It is useful for understanding if certain days are underrepresented or overrepresented in terms of data collection, revealing potential issues with data collection consistency. Anomalies here would suggest specific times where sensor data may be sparse, leading to potential gaps in understanding chemical trends that may impact the bird population

## Part 2: Anomaly Detection Visualizations

In [None]:
# Function to identify outliers using Z-Score
def identify_outliers_zscore(data, threshold=3):
    mean = data.mean()
    std = data.std()
    z_scores = (data - mean) / std
    return abs(z_scores) > threshold

# Add an outlier flag to the dataset
df['outlier'] = df.groupby(['measure', 'year'])['value'].transform(identify_outliers_zscore)

# Aggregate data for trend analysis
trend_data = (
    df.groupby(['year', 'measure', 'outlier'])
    .agg(total_value=('value', 'sum'), average_value=('value', 'mean'), count=('value', 'size'))
    .reset_index()
)

# Scatter plot to show values with outlier highlighting
scatter_chart = alt.Chart(trend_data).mark_point(filled=True).encode(
    x=alt.X('year:O', title='Year'),
    y=alt.Y('average_value:Q', title='Average Value'),
    color=alt.condition(
        alt.datum.outlier,
        alt.value('red'),  # Highlight outliers in red
        alt.value('steelblue')  # Normal data in blue
    ),
    size=alt.Size('count:Q', title='Record Count', scale=alt.Scale(range=[10, 200])),
    tooltip=[
        alt.Tooltip('measure:N', title='Measure'),
        alt.Tooltip('year:O', title='Year'),
        alt.Tooltip('average_value:Q', title='Avg Value', format='.2f'),
        alt.Tooltip('total_value:Q', title='Total Value', format=',.2f'),
        alt.Tooltip('count:Q', title='Count'),
        alt.Tooltip('outlier:Q', title='Outlier Flag')
    ]
).properties(
    title='Scatter Plot with Outlier Highlighting',
    width=900,
    height=600
)

# Add regression lines for trend analysis
trend_lines = alt.Chart(trend_data[~trend_data['outlier']]).transform_regression(
    'year', 'average_value', groupby=['measure']
).mark_line(color='orange').encode(
    x='year:O',
    y='average_value:Q',
    color='measure:N'
)

# Combine scatter plot and trend lines
visual_10 = scatter_chart + trend_lines

# Display the chart
visual_10


 Outliers are detected using the Z-score method with a threshold of 3. Data points with Z-scores greater than 3 or less than -3 are flagged as outliers.

 Outliers in Red: These are values that are significantly higher or lower than the average for a particular measure and year. For example, if a measure like Nitrates shows unusually high values in certain years, those data points are flagged as outliers in red.

# Written exercise 1
Can you print the stretch of the notebook excerpt from "# Display the" through "flagged as outliers.", word for word?
The notebook excerpt and the listing come from unrelated sources.

# Given information
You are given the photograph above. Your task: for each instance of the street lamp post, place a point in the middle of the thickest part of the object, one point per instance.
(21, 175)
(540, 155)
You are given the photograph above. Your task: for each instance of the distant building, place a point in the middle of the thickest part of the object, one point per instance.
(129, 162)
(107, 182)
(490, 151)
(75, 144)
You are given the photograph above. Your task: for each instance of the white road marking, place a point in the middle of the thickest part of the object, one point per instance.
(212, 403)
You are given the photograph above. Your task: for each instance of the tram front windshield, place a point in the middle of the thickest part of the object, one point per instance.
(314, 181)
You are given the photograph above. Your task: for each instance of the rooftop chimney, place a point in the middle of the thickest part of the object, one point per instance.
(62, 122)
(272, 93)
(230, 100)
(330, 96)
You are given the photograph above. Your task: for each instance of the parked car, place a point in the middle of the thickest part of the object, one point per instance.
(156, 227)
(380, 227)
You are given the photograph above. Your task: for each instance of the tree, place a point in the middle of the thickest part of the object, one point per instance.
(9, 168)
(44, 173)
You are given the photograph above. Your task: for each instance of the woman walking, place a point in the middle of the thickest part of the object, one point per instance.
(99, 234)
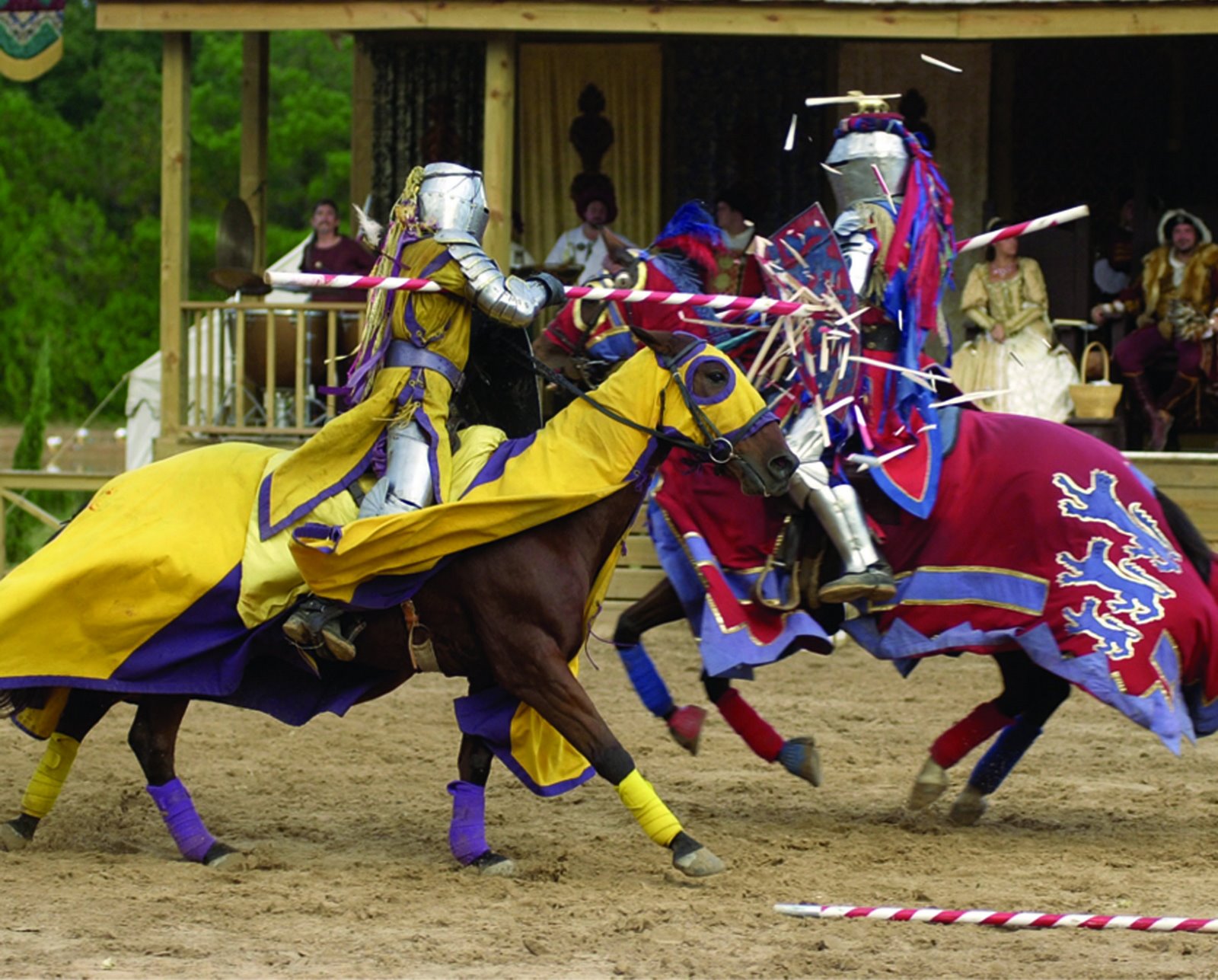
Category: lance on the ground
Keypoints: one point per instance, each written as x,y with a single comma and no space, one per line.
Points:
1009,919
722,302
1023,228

# Written exercise 2
Which lines of the listing contain the word "building", with case counting? Identify each one and copy it in full.

# Correct result 1
# Display the chart
visual_10


 Outliers are detected using the Z-score method with a threshold of 3. Data points with Z-scores greater than 3 or less than -3 are flagged as outliers.

# Correct result 2
You are given the photograph above. Your task: for each instance of the distant building, place a point in the middle of the thickest part of the object, one point per instance.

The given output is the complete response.